## Extracto proporcionado:
====================
Es tiempo de construir, no de lamentarse. En los momentos de crisis, los emprendedores, los que arriesgan, se llevan el gato al agua. No cabe duda de la gran debilidad de las ideologías imperantes, son como grandes “ninots” de cartón piedra, voluminosos, vistosos, ruidosos, pero vacíos y vulnerables; una simple cerilla puede acabar con ellos. Es tiempo para una nueva revolución, para ser felices y libres, para dar lugar al pensamiento, para ser diferentes, para “salir del armario” de las sacristías y sentir el orgullo de sabernos y mostrarnos como hijos de Dios. Podemos pasar de los pantanosos pasajes de la sociedad líquida, bajar de las inciertas nubes de la gaseosa a tierra firme, a lo sólido y probado.
====================
## Datos disponibles:
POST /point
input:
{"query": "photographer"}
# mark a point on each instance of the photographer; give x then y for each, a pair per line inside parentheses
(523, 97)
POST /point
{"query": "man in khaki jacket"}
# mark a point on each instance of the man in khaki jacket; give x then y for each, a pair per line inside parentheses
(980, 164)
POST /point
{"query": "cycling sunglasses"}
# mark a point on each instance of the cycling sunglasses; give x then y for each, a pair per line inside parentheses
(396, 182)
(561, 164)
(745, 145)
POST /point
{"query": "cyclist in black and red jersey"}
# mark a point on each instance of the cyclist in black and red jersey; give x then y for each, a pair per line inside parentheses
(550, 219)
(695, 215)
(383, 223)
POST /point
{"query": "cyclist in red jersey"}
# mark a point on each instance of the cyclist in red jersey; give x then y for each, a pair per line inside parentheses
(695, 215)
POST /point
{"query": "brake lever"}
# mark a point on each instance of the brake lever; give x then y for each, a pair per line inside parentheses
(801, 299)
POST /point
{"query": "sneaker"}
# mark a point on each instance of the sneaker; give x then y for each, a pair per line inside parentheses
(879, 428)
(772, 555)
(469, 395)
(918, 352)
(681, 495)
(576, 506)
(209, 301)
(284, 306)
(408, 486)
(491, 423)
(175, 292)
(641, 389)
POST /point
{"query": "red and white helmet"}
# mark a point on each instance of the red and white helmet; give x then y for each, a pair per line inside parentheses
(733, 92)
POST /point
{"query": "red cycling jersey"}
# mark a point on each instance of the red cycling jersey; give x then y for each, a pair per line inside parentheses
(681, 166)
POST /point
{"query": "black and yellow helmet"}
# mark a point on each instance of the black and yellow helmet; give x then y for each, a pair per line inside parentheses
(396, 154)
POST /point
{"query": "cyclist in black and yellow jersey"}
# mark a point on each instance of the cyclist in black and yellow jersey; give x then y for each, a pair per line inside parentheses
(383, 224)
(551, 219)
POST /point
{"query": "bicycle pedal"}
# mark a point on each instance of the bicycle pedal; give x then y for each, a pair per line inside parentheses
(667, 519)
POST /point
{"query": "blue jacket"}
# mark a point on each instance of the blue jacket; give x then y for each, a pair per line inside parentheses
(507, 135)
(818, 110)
====================
## Ejercicio:
Reproduzca del extracto proporcionado el pasaje que comienza en las palabras "Es tiempo de" y concluye tras "sólido y probado.". Para responder, básese únicamente en el extracto proporcionado.

## Espacio de respuesta:
Es tiempo de construir, no de lamentarse. En los momentos de crisis, los emprendedores, los que arriesgan, se llevan el gato al agua. No cabe duda de la gran debilidad de las ideologías imperantes, son como grandes “ninots” de cartón piedra, voluminosos, vistosos, ruidosos, pero vacíos y vulnerables; una simple cerilla puede acabar con ellos. Es tiempo para una nueva revolución, para ser felices y libres, para dar lugar al pensamiento, para ser diferentes, para “salir del armario” de las sacristías y sentir el orgullo de sabernos y mostrarnos como hijos de Dios. Podemos pasar de los pantanosos pasajes de la sociedad líquida, bajar de las inciertas nubes de la gaseosa a tierra firme, a lo sólido y probado.